Edit the entries below by changing each "bounding box" to "bounding rectangle". Leave everything else unchanged.

--- Begin LISTED ENTRIES ---

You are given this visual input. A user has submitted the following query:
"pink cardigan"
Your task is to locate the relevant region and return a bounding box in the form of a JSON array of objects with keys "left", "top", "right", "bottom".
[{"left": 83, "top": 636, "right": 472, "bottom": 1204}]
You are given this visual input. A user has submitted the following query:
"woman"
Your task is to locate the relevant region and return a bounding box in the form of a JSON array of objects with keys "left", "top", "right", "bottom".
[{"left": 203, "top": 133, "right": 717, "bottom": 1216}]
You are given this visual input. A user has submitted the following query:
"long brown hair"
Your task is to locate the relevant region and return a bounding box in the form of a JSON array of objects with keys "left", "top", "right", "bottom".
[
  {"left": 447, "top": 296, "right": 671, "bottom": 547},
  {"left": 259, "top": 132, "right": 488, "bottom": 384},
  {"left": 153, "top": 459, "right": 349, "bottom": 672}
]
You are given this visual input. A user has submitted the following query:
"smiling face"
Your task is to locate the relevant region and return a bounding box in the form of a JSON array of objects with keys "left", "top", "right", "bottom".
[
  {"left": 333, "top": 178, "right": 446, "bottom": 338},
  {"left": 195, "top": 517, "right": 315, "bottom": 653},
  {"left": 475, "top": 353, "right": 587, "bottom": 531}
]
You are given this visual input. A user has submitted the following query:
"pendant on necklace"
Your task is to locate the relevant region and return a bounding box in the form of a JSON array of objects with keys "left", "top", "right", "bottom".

--- End LISTED ENTRIES ---

RESPONSE:
You are given this visual input. A user has submitted the following query:
"pink cardigan"
Your task is to locate the relevant region and return a bounding rectangle in the form of a JSON array of objects with keys "left", "top", "right", "bottom".
[{"left": 83, "top": 636, "right": 472, "bottom": 1204}]
You are given this visual input. A user has submitted the following query:
"woman"
Your task is to locate the relevant region and return a bounding rectangle in the form of a JSON array of objects with keys "left", "top", "right", "bottom".
[{"left": 203, "top": 133, "right": 717, "bottom": 1216}]
You are given this visual input. A user has submitted the following query:
"long brown hair"
Your task is to locate the relevant region and return a bounding rectangle in the form of a JSON array of objects with keys "left", "top", "right", "bottom".
[
  {"left": 447, "top": 296, "right": 671, "bottom": 547},
  {"left": 259, "top": 132, "right": 488, "bottom": 384},
  {"left": 153, "top": 459, "right": 349, "bottom": 672}
]
You are given this visual input. A user has submitted the following query:
"smiling face"
Your task is to locate the relevant region and return a bounding rectangle in the form of a JSON array of objects with keys "left", "top", "right", "bottom".
[
  {"left": 333, "top": 178, "right": 446, "bottom": 338},
  {"left": 195, "top": 517, "right": 315, "bottom": 653},
  {"left": 475, "top": 353, "right": 587, "bottom": 531}
]
You are given this visual input. A user has submitted the following query:
"pendant on necklace"
Your task is to locate the relevant region and return a bounding rectangle in the form of a JSON array of objects with keys "left", "top", "right", "bottom".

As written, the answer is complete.